» REQUIREMENT
Rewrite everything in the data below, from its first line down through the line containing "column 154, row 419", as a JSON list of strings with one string per line. Leave out any blank lines.

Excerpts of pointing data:
** start **
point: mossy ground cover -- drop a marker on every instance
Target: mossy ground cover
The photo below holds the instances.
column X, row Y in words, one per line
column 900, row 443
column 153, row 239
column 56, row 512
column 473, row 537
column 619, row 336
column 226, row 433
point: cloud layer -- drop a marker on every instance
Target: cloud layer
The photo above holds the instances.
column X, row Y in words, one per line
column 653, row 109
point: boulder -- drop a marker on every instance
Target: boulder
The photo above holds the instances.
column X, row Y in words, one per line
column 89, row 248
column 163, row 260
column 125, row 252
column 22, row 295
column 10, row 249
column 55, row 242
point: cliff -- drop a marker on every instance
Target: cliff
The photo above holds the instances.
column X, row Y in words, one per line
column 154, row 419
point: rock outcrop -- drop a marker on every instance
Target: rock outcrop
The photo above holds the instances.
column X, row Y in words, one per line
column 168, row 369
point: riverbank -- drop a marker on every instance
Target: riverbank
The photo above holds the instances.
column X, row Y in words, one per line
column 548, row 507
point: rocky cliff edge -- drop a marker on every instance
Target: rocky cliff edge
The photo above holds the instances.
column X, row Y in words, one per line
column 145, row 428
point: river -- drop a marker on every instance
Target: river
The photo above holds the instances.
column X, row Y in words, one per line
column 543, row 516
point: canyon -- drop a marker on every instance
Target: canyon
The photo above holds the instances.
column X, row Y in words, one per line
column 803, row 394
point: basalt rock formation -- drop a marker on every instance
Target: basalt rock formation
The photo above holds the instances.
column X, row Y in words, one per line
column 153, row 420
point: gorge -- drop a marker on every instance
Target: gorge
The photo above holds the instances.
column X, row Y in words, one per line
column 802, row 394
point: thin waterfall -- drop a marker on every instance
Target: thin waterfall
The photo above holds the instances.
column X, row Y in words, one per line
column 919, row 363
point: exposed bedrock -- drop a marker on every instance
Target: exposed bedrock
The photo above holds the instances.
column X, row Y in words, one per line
** end **
» OUTPUT BELOW
[
  "point: mossy ground cover -- drop a marker on every instance",
  "Target: mossy ground cover",
  "The photo below holds the instances.",
  "column X, row Y in words, one per line",
  "column 900, row 443",
  "column 153, row 239",
  "column 56, row 512",
  "column 473, row 537",
  "column 619, row 336",
  "column 226, row 433",
  "point: cloud layer -- drop a marker on every instance",
  "Target: cloud layer",
  "The photo above holds the instances.",
  "column X, row Y in words, one per line",
  "column 653, row 109",
  "point: boulder -- drop a marker on every instance",
  "Target: boulder",
  "The photo above holds the instances.",
  "column X, row Y in words, one per line",
  "column 89, row 248",
  "column 163, row 260",
  "column 125, row 252",
  "column 22, row 295",
  "column 10, row 249",
  "column 55, row 242",
  "point: cliff -- drop a marker on every instance",
  "Target: cliff",
  "The photo above holds the instances.",
  "column X, row Y in words, one per line",
  "column 154, row 419"
]